◆ **Material provided**
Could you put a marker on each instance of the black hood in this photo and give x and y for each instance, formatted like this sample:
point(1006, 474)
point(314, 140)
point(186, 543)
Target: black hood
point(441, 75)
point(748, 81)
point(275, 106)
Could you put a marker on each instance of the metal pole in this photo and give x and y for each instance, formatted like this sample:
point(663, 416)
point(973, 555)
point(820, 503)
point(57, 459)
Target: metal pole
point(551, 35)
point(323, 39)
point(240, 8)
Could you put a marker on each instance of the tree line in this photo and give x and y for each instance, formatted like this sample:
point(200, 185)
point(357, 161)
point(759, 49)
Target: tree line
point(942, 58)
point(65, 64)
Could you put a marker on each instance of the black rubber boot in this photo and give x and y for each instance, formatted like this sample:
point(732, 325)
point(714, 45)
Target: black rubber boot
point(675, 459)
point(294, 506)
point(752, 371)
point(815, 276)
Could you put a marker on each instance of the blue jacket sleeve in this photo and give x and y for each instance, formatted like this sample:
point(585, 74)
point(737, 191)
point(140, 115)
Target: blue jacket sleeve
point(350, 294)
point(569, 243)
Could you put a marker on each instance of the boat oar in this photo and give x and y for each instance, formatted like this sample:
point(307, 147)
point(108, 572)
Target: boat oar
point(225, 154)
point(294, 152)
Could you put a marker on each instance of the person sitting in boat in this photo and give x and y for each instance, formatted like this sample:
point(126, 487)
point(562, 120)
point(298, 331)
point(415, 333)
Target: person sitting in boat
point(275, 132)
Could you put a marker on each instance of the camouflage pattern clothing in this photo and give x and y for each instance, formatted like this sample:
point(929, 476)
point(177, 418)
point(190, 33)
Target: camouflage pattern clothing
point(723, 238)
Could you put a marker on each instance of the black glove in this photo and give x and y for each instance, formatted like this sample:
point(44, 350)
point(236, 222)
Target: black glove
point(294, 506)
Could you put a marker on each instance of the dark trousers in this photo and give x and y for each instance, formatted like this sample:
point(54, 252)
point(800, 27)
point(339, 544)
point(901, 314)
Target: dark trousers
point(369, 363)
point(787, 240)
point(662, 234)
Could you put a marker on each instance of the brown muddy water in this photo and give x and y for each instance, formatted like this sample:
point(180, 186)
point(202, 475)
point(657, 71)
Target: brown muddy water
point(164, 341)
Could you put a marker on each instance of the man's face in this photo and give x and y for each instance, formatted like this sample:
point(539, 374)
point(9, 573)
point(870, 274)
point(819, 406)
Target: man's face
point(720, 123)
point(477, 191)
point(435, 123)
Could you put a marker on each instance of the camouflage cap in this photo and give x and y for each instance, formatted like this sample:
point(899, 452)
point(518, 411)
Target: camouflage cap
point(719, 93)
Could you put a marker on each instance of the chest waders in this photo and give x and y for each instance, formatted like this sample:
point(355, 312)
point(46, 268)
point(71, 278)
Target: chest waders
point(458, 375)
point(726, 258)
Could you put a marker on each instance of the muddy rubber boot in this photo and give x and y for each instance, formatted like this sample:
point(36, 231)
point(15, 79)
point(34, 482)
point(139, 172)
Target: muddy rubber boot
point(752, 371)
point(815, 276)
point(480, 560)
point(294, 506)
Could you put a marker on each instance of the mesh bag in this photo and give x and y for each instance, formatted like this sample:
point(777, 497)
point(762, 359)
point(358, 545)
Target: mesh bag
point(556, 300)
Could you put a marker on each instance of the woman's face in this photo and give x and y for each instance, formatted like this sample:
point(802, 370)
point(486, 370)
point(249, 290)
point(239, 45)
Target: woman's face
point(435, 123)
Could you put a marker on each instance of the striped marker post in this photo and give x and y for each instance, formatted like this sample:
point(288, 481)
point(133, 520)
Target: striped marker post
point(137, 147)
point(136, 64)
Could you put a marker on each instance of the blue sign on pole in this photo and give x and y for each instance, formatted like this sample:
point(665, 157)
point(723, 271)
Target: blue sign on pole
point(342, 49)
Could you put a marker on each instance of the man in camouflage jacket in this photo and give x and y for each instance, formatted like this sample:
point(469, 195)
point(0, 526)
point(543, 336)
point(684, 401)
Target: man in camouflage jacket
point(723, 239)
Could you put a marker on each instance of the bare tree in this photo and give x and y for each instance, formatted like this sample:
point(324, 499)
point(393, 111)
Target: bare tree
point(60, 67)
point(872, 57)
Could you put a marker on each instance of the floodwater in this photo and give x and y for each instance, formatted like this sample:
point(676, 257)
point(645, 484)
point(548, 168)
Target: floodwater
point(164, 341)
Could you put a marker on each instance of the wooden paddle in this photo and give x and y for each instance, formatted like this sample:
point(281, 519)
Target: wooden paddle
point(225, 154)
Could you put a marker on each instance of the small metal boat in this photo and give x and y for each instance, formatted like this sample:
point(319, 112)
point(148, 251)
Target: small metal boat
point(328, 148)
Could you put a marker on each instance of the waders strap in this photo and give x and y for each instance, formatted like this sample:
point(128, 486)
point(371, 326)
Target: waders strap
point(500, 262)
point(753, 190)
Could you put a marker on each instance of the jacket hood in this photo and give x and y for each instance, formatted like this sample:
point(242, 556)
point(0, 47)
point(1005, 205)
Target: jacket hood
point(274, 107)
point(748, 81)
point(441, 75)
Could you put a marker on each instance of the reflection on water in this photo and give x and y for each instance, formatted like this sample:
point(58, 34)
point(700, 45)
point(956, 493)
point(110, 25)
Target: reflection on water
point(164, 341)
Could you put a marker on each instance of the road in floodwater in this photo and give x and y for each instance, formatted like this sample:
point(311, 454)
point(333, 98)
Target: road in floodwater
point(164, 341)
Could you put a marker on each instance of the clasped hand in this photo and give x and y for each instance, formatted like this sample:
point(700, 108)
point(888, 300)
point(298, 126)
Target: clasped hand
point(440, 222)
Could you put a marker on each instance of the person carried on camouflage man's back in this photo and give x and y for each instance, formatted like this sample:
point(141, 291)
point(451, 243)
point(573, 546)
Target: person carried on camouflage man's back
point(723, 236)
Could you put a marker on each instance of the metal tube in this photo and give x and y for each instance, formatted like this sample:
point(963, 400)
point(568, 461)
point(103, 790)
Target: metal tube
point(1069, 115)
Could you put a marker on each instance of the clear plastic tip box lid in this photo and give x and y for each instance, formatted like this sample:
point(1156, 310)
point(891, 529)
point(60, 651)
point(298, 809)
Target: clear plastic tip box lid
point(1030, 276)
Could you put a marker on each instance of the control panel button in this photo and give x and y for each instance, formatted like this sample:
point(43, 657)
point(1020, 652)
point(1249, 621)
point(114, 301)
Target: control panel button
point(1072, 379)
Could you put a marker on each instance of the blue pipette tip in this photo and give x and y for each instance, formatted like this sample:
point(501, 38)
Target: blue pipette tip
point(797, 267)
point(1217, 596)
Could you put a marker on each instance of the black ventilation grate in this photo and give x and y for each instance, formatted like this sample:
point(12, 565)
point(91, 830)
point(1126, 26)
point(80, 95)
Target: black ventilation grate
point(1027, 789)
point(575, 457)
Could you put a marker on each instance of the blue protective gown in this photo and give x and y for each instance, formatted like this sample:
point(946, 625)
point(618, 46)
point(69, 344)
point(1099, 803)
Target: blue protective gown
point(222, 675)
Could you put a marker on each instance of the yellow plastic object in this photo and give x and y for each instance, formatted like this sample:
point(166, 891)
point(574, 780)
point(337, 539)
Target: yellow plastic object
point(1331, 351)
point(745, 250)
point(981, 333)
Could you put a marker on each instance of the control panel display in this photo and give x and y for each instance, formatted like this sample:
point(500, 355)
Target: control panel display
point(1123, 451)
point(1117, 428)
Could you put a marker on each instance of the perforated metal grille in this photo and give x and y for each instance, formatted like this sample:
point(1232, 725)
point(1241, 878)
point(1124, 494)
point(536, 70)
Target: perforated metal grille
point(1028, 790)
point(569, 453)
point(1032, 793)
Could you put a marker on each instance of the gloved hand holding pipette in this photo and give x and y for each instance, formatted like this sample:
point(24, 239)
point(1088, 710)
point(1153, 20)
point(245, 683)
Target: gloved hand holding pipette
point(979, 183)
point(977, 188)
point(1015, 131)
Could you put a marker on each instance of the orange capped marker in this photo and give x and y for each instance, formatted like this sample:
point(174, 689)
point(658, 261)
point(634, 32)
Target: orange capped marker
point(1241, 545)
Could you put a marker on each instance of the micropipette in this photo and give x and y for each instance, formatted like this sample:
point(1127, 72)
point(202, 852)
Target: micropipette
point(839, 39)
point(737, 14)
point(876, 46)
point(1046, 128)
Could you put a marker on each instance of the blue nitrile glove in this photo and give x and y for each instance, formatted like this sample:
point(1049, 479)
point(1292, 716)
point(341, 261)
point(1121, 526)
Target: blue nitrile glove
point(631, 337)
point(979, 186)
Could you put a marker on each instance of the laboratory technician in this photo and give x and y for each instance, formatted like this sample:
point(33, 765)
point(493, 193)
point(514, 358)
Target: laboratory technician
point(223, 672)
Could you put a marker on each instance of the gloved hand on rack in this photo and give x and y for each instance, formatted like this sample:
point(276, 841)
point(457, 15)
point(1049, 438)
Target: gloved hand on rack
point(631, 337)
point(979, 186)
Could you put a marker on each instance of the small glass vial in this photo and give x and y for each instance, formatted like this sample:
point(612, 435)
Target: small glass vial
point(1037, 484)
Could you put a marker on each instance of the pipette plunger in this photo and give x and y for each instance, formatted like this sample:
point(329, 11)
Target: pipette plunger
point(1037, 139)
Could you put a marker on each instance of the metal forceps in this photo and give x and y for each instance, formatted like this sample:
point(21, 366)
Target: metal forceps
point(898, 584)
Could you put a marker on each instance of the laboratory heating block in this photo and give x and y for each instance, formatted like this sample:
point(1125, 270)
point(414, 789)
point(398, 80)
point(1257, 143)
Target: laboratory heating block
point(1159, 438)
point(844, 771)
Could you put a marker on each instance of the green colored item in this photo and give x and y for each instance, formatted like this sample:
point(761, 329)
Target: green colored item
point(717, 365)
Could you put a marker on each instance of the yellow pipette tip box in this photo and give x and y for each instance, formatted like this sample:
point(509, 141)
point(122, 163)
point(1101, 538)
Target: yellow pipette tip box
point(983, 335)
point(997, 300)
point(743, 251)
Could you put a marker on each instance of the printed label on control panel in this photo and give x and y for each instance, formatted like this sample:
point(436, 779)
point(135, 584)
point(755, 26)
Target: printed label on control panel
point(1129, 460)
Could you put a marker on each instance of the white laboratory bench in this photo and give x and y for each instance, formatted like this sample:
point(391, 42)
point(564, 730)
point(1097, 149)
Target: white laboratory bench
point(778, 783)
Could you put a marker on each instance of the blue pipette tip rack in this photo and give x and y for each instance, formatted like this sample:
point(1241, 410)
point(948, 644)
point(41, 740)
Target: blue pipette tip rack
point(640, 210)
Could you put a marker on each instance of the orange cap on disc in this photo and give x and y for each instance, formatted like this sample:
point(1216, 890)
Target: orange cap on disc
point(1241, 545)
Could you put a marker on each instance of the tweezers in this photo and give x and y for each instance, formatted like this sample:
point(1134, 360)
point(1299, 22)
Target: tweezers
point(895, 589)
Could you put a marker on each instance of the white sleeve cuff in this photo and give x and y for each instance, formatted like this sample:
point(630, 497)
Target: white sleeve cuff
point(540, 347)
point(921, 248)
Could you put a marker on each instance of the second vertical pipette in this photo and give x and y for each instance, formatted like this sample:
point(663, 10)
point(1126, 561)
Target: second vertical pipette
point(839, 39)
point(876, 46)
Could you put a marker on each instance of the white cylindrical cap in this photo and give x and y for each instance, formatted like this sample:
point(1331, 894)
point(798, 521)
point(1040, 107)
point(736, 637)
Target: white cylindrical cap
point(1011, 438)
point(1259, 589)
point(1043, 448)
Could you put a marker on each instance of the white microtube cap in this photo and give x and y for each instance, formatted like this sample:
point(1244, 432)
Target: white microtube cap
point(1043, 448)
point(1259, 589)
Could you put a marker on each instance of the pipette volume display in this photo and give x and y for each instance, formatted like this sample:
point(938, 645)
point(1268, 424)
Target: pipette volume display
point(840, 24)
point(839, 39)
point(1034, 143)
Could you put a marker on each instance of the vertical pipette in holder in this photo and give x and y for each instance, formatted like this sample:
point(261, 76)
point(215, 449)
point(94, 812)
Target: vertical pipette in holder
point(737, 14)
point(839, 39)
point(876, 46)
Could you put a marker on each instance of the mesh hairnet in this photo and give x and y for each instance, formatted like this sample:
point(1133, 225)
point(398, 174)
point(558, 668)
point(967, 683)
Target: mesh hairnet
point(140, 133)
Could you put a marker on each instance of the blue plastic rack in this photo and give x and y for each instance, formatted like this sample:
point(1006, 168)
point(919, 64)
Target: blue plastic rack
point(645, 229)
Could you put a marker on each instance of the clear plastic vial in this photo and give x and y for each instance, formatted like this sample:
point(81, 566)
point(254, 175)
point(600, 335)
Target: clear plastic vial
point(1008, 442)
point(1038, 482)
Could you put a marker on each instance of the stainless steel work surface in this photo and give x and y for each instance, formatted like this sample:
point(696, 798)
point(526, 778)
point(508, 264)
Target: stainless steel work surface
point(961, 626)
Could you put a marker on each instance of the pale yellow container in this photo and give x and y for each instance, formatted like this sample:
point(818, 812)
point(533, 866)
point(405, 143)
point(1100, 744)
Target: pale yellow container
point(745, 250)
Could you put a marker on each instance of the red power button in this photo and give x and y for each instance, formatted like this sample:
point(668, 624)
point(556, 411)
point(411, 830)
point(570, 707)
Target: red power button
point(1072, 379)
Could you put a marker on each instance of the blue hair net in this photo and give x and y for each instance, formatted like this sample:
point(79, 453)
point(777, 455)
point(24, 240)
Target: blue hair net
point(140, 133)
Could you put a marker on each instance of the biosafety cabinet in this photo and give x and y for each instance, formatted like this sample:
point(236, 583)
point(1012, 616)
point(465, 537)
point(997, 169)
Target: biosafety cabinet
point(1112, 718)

◆ **What the task asks**
Print exactly, and only, the lines of the material above that run from the one containing "Target: mesh hairnet" through its last line.

◆ **Task response**
Target: mesh hairnet
point(140, 133)
Could you put a marker on each instance of the blue plastic rack in this photo and give x and y for each instance, formatted like this sample:
point(1006, 168)
point(919, 64)
Target: blue plastic rack
point(645, 229)
Could you put a marker on each instance of the clear plastic vial in this photo and give x and y for each instance, formatted like this sample:
point(81, 566)
point(254, 175)
point(600, 335)
Target: clear plastic vial
point(1008, 442)
point(1038, 482)
Could you put a marker on each instance of the stainless steel work surface in this photo and give x and y for each instance, formatted like this sample:
point(696, 798)
point(526, 778)
point(508, 264)
Target: stainless steel work surface
point(961, 626)
Could you put a marker on each instance of the pale yellow container in this photo and give x and y for each instance, formatted like this sample:
point(818, 812)
point(533, 866)
point(405, 143)
point(1100, 744)
Target: pale yellow container
point(745, 250)
Could you put a marker on each instance of the red power button in this photo and give x and y for each instance, formatted like this sample:
point(668, 624)
point(556, 411)
point(411, 830)
point(570, 707)
Target: red power button
point(1072, 379)
Could you put a marker on each instance of the blue hair net in this photo and give x and y for each instance, formatted like this sample:
point(79, 453)
point(777, 455)
point(24, 240)
Target: blue hair net
point(140, 133)
Could you put a marker on each instance of the biosafety cabinet in this photo and give x and y for each instance, formatted like this sample:
point(236, 583)
point(1012, 616)
point(465, 537)
point(997, 169)
Target: biosafety cabinet
point(1112, 718)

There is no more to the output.